Photo object pointing items:
+-------+

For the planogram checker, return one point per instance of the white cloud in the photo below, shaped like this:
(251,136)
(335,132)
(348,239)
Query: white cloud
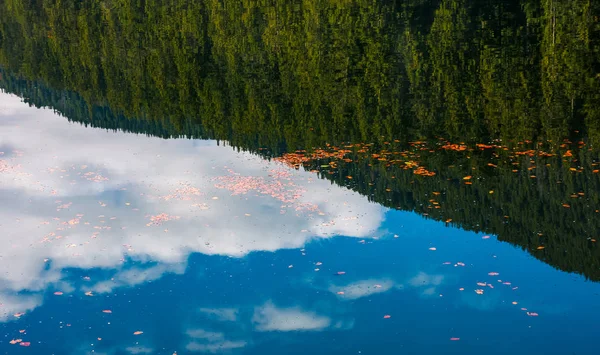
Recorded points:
(270,318)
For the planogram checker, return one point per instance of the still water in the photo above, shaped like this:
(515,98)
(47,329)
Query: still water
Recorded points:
(292,177)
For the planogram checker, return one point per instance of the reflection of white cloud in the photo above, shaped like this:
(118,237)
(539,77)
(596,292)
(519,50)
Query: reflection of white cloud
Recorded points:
(212,342)
(139,350)
(215,347)
(270,318)
(221,314)
(203,334)
(103,187)
(11,305)
(136,276)
(424,279)
(363,288)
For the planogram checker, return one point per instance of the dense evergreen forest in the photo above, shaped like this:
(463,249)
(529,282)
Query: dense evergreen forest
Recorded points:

+-------+

Rewrite all the items above, swapping every "planogram checker" for "shelf auditor" and leaving everything else as it is. Omit the pictures from your answer.

> FINAL RESULT
For the shelf auditor, return one point per instance of the white cloud in the photo below, shaped like this:
(251,136)
(335,132)
(348,239)
Query: white cloud
Recorded points:
(270,318)
For the shelf auditor, return one point per instance of the still water in the photo above, shaped like this:
(515,98)
(47,329)
Query: still water
Recorded points:
(292,177)
For the shelf auditor, return one point per instance of the reflection of white cloud in the photo above, shaped like this:
(118,237)
(539,77)
(596,292)
(519,50)
Query: reflection of white cloud
Recorded points:
(212,342)
(139,350)
(215,347)
(270,318)
(221,314)
(203,334)
(103,187)
(11,305)
(136,276)
(424,279)
(363,288)
For the shelf auditor, return one point per instance of the dense evergreen forest in the photo above, shaped like this:
(463,249)
(529,282)
Query: dense evergreen forest
Recorded points:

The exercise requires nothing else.